— START —

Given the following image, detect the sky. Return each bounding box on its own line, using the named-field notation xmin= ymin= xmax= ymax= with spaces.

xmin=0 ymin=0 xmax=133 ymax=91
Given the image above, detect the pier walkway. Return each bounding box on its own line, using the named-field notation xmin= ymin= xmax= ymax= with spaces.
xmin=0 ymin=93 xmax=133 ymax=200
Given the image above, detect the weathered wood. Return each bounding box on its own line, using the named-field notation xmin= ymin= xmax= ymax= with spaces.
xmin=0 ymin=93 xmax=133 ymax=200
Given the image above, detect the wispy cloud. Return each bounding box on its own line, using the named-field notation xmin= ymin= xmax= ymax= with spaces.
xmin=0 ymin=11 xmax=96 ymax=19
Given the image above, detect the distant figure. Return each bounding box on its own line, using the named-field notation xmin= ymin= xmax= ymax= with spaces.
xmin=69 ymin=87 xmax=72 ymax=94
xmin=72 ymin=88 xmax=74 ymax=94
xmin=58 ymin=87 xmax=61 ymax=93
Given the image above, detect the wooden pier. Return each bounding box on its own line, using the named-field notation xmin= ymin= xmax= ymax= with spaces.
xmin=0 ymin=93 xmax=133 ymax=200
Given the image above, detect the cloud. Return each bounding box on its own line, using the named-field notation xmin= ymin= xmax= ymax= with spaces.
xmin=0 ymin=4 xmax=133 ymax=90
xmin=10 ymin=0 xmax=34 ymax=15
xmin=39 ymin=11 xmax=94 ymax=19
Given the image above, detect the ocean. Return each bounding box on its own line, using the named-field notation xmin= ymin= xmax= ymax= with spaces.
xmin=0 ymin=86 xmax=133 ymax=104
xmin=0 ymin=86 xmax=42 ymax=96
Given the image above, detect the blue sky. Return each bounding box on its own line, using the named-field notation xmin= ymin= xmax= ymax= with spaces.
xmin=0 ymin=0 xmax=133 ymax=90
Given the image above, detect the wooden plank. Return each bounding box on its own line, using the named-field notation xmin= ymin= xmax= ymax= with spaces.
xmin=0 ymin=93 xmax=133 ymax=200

— END —

◆ **Short exercise**:
Set out all of the lines above as a numbered list, omitting any blank lines.

◆ **Full solution**:
1. Given the following image, detect the sky. Return each bounding box on its own line, using the named-field notation xmin= ymin= xmax= ymax= with spaces.
2. xmin=0 ymin=0 xmax=133 ymax=91
3. Given the image above, detect the pier walkway. Return each bounding box on its own line, using the named-field notation xmin= ymin= xmax= ymax= with spaces.
4. xmin=0 ymin=93 xmax=133 ymax=200
5. Given the image above, detect the weathered wood. Return each bounding box on its own line, using the named-field notation xmin= ymin= xmax= ymax= with spaces.
6. xmin=0 ymin=93 xmax=133 ymax=200
7. Given the image above, detect the wispy cloud. Return each bounding box on its own line, using the named-field notation xmin= ymin= xmax= ymax= with spaces.
8. xmin=0 ymin=11 xmax=96 ymax=19
9. Given the image above, detect the distant figure. Return each bounding box on its own line, using the named-field notation xmin= ymin= xmax= ymax= with spaces.
10. xmin=69 ymin=87 xmax=72 ymax=94
11. xmin=72 ymin=88 xmax=74 ymax=94
12. xmin=58 ymin=87 xmax=61 ymax=93
13. Given the image above, detect the wooden pier. Return each bounding box on its own line, using the named-field notation xmin= ymin= xmax= ymax= with spaces.
14. xmin=0 ymin=93 xmax=133 ymax=200
15. Given the image above, detect the cloud. Return each bounding box on its own line, using the named-field notation xmin= ymin= xmax= ymax= with spaces.
16. xmin=0 ymin=4 xmax=133 ymax=90
17. xmin=10 ymin=0 xmax=34 ymax=15
18. xmin=39 ymin=11 xmax=94 ymax=19
19. Given the image above, detect the ocean. Return each bounding box on its own line, using the named-field notation xmin= ymin= xmax= ymax= with spaces.
20. xmin=0 ymin=86 xmax=133 ymax=104
21. xmin=0 ymin=86 xmax=42 ymax=96
22. Given the image above, detect the blue sky. Return each bounding box on its own line, using the named-field notation xmin= ymin= xmax= ymax= with spaces.
23. xmin=0 ymin=0 xmax=133 ymax=90
24. Given the image above, detect the wooden plank. Return each bounding box on its own line, using the named-field notation xmin= ymin= xmax= ymax= with spaces.
25. xmin=0 ymin=93 xmax=133 ymax=200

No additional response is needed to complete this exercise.